▸ Supplied data
────
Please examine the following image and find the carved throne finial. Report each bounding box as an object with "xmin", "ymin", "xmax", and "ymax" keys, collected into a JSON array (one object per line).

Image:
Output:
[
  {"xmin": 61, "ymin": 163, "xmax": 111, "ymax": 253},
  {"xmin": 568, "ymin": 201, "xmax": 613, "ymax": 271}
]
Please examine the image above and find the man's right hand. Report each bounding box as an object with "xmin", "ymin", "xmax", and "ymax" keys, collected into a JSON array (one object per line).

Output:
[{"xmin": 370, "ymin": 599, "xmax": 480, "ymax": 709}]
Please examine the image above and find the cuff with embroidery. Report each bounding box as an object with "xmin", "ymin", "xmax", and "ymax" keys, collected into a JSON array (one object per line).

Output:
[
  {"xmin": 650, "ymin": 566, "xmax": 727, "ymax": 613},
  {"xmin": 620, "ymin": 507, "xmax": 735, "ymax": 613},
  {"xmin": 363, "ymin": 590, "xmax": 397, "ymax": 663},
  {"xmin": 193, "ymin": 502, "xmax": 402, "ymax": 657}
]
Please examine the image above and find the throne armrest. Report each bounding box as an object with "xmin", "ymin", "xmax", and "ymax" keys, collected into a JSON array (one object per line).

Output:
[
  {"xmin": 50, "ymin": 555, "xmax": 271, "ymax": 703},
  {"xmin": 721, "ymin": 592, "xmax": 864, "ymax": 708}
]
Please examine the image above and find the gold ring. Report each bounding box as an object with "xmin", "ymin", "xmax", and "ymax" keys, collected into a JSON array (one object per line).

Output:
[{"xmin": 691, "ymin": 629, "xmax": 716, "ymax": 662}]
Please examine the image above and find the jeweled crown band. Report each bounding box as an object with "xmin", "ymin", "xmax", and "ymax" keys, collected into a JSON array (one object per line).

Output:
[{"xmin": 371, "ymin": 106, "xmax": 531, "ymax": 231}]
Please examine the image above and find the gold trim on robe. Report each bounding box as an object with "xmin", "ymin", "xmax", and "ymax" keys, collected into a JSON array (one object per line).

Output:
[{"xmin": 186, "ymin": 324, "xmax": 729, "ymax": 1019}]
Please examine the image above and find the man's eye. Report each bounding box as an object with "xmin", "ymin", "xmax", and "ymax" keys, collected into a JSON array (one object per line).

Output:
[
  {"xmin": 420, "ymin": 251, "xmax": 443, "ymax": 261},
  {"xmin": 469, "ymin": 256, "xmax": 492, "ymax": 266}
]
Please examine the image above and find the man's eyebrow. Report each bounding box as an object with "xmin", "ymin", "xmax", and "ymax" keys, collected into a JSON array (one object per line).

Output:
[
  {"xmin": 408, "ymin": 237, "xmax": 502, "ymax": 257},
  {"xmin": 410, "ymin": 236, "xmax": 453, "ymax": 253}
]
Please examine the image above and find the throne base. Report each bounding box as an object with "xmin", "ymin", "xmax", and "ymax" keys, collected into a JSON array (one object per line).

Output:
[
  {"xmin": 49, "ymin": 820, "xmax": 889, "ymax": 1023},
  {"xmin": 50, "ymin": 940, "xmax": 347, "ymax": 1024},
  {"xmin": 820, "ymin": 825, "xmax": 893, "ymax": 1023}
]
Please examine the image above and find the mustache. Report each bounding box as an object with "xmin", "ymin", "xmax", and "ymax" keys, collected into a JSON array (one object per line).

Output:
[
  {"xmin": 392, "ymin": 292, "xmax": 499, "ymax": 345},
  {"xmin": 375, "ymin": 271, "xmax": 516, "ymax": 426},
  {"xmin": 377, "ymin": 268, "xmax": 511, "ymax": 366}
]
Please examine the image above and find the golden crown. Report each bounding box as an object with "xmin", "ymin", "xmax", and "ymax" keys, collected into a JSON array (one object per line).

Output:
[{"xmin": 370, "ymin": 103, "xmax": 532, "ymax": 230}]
────
▸ Problem to solve
Copy down the entries exactly, leaving out no line.

▸ Result below
Please examine the following image and find the carved throne finial. Report each bounding box as an object with "xmin", "ymin", "xmax", and "ymax" keys, collected into a JSON array (one object per line).

Image:
Output:
[
  {"xmin": 61, "ymin": 163, "xmax": 111, "ymax": 253},
  {"xmin": 568, "ymin": 201, "xmax": 613, "ymax": 271}
]
Please examine the image above and find the man's right hand. Report each bounding box as an object with "xmin", "ymin", "xmax", and "ymax" keys, collected into a JSON array (one object per line).

Output:
[{"xmin": 370, "ymin": 599, "xmax": 480, "ymax": 709}]
Please examine the image above and find the cuff with embroidery. Report each bounding box as an object with "xmin", "ymin", "xmax", and "ymax" keys, collected into a JSON array (one object per line).

Output:
[
  {"xmin": 650, "ymin": 566, "xmax": 727, "ymax": 613},
  {"xmin": 620, "ymin": 507, "xmax": 735, "ymax": 613},
  {"xmin": 363, "ymin": 590, "xmax": 397, "ymax": 663},
  {"xmin": 193, "ymin": 502, "xmax": 402, "ymax": 657}
]
Please examine the image above and find the throne armrest. Report each bounding box as an object with "xmin", "ymin", "xmax", and "ymax" keys, collected into a JSON array (one object per line).

Output:
[
  {"xmin": 50, "ymin": 555, "xmax": 271, "ymax": 703},
  {"xmin": 721, "ymin": 592, "xmax": 864, "ymax": 708}
]
Please examine the image above and find the gold ring. Report each bounding box as an object with "xmin", "ymin", "xmax", and "ymax" keys, collected into a JSON array (one object per line).

Output:
[{"xmin": 691, "ymin": 629, "xmax": 716, "ymax": 662}]
Please examine the image above and find the jeweled crown band. Report each bounding box as an object with "xmin", "ymin", "xmax", and "ymax" keys, collected into a JSON array (one object per line).

Output:
[{"xmin": 371, "ymin": 106, "xmax": 531, "ymax": 231}]
Please examine the image above and find the gold trim on robe. Report each bounding box as an object with "xmin", "ymin", "xmax", and "ymax" keys, collected into a JSON array (one object per line).

Output:
[{"xmin": 186, "ymin": 324, "xmax": 729, "ymax": 1019}]
Please examine the image above and find the man's eye. Report each bounding box as an object with "xmin", "ymin", "xmax", and "ymax" keys, collected into a JSON array (one object per line).

Output:
[
  {"xmin": 420, "ymin": 251, "xmax": 443, "ymax": 261},
  {"xmin": 469, "ymin": 256, "xmax": 492, "ymax": 266}
]
Please examine the image above and find the man's eyebrow. Report each bounding box as an object with "xmin", "ymin", "xmax", and "ymax" keys, collected into a JSON array (one object per line).

Output:
[
  {"xmin": 408, "ymin": 237, "xmax": 502, "ymax": 257},
  {"xmin": 410, "ymin": 236, "xmax": 453, "ymax": 253}
]
Please examine the image above and find the throne base. Report each bounding box as an object with "xmin", "ymin", "xmax", and "ymax" keys, collected into a JSON array (one object per line).

Output:
[
  {"xmin": 49, "ymin": 820, "xmax": 889, "ymax": 1023},
  {"xmin": 50, "ymin": 940, "xmax": 347, "ymax": 1024},
  {"xmin": 820, "ymin": 825, "xmax": 893, "ymax": 1023}
]
Please examine the image above and find the mustache. Report each bounding box as an object with "xmin", "ymin", "xmax", and "ymax" keys, collected into a JSON array (one object per line).

Output:
[
  {"xmin": 392, "ymin": 292, "xmax": 499, "ymax": 345},
  {"xmin": 375, "ymin": 271, "xmax": 516, "ymax": 426},
  {"xmin": 377, "ymin": 268, "xmax": 511, "ymax": 366}
]
Please examine the image above and find the golden crown. Report each bounding box as an object with "xmin", "ymin", "xmax", and "ymax" keys, collected into a JSON array (one object per line).

Output:
[{"xmin": 370, "ymin": 103, "xmax": 532, "ymax": 230}]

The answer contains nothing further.